## DATA SUPPLIED:
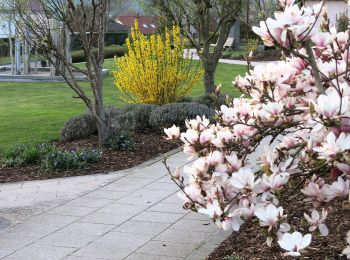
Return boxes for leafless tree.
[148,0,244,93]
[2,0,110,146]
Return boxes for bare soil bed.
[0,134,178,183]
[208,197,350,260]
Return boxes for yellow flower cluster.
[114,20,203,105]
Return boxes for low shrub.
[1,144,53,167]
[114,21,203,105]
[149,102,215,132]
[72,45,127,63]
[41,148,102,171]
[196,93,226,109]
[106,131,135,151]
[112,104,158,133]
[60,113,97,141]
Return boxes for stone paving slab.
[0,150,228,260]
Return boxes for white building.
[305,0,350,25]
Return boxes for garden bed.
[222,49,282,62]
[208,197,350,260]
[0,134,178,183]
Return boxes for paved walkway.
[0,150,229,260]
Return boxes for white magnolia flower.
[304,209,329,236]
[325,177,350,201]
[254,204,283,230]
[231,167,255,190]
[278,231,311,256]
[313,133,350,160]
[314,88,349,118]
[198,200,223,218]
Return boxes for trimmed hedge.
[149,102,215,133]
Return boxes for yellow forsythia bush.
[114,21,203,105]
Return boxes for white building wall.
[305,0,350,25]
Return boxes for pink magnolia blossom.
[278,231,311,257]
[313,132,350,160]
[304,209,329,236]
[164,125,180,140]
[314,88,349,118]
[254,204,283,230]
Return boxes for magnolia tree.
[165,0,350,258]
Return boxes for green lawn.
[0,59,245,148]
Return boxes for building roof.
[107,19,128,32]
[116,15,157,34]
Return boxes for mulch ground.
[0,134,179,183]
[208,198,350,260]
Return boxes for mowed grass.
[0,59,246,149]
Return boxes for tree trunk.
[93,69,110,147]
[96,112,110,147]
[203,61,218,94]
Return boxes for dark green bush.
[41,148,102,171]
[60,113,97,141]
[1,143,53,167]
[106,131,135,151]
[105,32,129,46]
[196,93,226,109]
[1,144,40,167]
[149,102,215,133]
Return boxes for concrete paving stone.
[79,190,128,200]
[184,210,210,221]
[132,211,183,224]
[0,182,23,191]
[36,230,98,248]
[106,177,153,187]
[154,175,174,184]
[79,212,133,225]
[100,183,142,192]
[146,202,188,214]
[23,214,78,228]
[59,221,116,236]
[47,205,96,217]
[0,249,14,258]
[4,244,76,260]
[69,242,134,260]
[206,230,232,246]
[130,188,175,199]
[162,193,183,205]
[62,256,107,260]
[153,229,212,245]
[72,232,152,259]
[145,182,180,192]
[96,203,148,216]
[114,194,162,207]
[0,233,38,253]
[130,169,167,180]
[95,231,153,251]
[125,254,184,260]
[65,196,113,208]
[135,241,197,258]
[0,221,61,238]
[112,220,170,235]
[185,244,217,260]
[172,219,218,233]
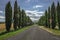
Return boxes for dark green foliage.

---

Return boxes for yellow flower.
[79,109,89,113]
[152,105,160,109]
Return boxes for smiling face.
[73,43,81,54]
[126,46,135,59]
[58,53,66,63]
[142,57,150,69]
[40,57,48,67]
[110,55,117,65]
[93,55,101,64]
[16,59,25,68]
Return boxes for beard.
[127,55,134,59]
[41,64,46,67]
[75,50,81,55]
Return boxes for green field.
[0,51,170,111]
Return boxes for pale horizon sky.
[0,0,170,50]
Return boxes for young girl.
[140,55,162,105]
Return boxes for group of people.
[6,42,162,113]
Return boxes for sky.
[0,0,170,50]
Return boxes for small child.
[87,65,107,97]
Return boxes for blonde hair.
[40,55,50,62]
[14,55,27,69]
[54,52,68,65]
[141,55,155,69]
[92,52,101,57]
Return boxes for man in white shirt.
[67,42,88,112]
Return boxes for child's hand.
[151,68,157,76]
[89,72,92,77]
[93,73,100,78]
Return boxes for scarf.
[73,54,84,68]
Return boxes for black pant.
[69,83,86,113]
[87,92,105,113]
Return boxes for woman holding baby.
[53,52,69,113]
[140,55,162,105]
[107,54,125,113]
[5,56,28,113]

## WHAT TO DO:
Reproduce the entries in the stretch from the line containing "Return boxes for smiling face." through the line containing "[5,56,28,113]", both ends included. Keep the request lines unchanged, and scale every bounding box coordinate in the answers by 2.05, rounding to whole numbers with halves going up. Output only those lines.

## EXPECTED OUTPUT:
Return boxes for smiling face.
[150,88,166,111]
[258,94,277,121]
[119,109,135,129]
[291,117,308,141]
[82,117,98,137]
[226,113,240,133]
[191,113,207,131]
[33,121,51,139]
Return boxes for beard.
[260,113,275,121]
[84,131,94,137]
[154,103,166,113]
Return boxes for green field.
[0,105,349,228]
Return boxes for pale horizon sky.
[0,0,349,103]
Return boxes for young girl.
[287,113,332,215]
Return boxes for group of people.
[12,86,332,232]
Return boxes for sky.
[0,0,349,103]
Return boxes for small child.
[178,133,219,199]
Return boxes for blonde hair.
[82,113,103,127]
[29,113,55,141]
[111,107,139,133]
[289,113,318,141]
[189,107,207,117]
Return boxes for man in white shirt.
[137,86,180,230]
Return boxes for child's hand.
[310,139,322,156]
[182,148,189,158]
[191,150,205,160]
Return boxes for scarf.
[150,111,172,139]
Return boxes for black pant.
[141,170,176,232]
[178,189,215,232]
Return boxes for woman holding baby.
[109,107,141,232]
[287,113,332,215]
[219,111,256,232]
[10,115,57,232]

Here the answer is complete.